▶ **ACTION ITEM**:
Wherever the string "barred" occurs in a line of these records, report that line.

▶ **LISTED RECORDS**:
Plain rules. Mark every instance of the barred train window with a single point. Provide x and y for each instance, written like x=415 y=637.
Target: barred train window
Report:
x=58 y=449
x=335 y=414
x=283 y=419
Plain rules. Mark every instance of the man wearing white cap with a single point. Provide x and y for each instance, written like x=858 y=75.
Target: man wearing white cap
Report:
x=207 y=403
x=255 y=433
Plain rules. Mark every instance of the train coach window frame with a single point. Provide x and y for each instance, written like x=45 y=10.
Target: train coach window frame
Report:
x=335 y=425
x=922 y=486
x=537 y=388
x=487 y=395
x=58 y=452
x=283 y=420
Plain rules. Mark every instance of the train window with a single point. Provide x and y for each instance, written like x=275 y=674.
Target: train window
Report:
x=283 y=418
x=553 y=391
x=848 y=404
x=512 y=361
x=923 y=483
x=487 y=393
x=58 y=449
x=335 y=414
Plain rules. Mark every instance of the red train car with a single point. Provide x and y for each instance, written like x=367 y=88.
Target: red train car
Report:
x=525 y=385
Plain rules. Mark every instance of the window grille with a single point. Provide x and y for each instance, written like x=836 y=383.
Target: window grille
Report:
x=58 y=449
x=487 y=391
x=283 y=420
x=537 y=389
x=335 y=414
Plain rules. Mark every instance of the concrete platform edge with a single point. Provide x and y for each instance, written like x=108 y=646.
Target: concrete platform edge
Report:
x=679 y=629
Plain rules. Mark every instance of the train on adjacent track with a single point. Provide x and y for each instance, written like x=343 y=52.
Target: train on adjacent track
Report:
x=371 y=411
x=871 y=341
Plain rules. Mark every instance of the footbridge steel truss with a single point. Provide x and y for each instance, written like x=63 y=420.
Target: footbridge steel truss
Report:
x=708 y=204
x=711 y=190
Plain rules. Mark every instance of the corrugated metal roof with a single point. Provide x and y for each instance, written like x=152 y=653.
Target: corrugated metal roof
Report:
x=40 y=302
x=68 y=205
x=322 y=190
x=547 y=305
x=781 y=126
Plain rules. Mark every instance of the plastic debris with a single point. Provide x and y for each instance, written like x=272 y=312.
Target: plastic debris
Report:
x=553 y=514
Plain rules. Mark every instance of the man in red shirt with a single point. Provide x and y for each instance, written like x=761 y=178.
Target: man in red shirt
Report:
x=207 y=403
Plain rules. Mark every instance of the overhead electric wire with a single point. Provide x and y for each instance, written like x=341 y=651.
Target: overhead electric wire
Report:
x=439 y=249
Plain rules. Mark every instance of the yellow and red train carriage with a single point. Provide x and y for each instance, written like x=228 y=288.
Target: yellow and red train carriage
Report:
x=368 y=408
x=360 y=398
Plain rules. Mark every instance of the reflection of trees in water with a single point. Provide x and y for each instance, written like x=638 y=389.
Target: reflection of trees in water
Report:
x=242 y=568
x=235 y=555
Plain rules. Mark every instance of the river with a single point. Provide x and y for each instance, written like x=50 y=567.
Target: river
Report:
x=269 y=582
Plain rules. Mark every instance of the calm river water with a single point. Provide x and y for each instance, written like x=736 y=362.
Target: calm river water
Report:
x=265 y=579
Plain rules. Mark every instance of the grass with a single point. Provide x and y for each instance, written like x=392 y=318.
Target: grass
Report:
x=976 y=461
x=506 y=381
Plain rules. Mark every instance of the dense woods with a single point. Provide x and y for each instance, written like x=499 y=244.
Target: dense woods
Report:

▶ **ANSWER**:
Plain rules. Mark every instance of the barred train window with a single point. Provide x and y for each instance, written like x=415 y=637.
Target: barred train window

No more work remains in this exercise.